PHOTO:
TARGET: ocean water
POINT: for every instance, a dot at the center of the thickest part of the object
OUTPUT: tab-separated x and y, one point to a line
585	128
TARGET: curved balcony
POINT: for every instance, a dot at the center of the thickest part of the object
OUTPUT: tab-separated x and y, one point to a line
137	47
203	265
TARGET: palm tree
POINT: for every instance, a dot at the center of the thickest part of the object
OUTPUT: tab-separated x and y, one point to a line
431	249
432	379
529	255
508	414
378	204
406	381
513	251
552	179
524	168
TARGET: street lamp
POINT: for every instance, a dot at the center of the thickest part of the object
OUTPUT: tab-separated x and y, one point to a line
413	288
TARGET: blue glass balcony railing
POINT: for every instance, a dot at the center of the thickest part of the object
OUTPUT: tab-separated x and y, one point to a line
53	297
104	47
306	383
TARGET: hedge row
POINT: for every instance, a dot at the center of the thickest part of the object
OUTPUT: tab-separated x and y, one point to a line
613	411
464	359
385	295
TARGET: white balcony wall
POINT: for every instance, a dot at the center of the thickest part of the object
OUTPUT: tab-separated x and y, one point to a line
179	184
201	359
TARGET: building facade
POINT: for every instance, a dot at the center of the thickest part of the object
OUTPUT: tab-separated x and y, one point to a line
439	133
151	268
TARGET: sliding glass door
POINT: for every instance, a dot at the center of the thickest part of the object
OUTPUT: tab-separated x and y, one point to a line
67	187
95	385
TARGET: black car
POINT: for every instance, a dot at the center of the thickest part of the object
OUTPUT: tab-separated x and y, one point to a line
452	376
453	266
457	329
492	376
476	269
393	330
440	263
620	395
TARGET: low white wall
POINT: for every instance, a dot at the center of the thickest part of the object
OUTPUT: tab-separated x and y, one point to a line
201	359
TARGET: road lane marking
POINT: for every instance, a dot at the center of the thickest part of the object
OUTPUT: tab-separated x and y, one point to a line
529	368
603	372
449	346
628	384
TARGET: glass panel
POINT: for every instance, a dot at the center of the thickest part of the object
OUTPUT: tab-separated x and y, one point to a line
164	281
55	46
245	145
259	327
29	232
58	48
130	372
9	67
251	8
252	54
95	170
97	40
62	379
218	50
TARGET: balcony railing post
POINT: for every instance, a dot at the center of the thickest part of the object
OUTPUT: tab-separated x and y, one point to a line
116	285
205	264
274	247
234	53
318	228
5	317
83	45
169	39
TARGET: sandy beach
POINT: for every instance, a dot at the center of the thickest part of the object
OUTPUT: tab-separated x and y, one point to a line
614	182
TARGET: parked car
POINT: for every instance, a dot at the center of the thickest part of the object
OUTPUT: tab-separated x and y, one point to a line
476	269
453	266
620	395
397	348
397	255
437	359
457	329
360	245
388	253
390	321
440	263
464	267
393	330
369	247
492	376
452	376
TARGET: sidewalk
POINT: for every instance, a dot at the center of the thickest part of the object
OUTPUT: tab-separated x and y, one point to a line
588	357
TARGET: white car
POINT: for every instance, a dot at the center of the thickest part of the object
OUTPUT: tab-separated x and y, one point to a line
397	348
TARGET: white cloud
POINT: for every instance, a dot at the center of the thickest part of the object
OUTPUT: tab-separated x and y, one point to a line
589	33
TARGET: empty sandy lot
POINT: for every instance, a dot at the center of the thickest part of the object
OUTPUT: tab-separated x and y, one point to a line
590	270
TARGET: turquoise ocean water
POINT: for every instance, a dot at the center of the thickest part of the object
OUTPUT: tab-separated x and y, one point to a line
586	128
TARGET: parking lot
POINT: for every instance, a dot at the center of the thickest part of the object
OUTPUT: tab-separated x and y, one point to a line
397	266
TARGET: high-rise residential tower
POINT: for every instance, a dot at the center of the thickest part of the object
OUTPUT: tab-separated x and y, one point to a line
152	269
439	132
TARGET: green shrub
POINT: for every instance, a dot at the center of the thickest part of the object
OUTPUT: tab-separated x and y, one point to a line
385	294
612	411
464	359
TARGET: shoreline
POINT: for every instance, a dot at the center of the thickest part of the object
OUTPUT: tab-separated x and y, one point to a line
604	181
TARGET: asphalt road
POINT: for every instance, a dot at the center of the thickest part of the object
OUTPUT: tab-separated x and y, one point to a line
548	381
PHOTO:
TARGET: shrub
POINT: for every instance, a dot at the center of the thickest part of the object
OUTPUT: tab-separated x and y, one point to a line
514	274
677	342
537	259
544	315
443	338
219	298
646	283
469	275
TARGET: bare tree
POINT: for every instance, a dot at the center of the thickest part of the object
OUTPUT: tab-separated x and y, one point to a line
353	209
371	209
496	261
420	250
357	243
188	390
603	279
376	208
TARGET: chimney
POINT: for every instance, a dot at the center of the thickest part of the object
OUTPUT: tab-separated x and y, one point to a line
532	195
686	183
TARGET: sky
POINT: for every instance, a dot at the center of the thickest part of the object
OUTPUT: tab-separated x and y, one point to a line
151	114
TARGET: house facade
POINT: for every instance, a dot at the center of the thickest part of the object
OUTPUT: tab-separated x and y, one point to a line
════════════════════
**To do**
Rewrite every line from the one containing "TARGET: green shrub" through the end of the material, and offset each x and y coordinate in the answers by 142 while keeping all other text unchanged.

**Task result**
TARGET: green shrub
POINT: for every instance, a dot at the center of the thickest part of the object
OUTPUT: tab-separated x and y, one point to a line
527	436
754	553
606	501
TARGET: shoreline
POINT: for every instance, a dot at the center of the thickest part of the object
OUTPUT: tab-separated x and y, one point to a line
746	323
TARGET: asphalt road
POINT: for every instance, a dot at the center of the thickest part of the object
OUTPUT: tab-separated x and y, one point to a line
690	523
PHOTO:
TARGET: shrub
POINT: for every instance, a dot at the center of the thickest part of the object
OUTPUT: tab-separated x and y, one point to a line
656	416
819	484
679	401
686	457
585	480
361	440
788	425
611	417
TARGET: bare tree
POINT: for every instance, a dot at the center of the thickest part of the object
OUTPUT: tab-separated x and y, one point to a line
495	351
513	351
638	403
562	392
499	385
330	532
745	421
518	350
TARGET: chimney
POINT: for every instance, a dot at the center of the thickest part of the object
OUTPUT: tab-separated x and y, one point to a line
674	337
828	325
TARGET: sky
POINT: for every instance, a dot at the center of the thickest part of the object
OUTPUT: tab-separated x and y, one point to a line
293	256
TARGET: house facade
POINT: for every instance, a dot at the center of the thickest part of the object
OUTPUT: tab-separated x and y, one point to a line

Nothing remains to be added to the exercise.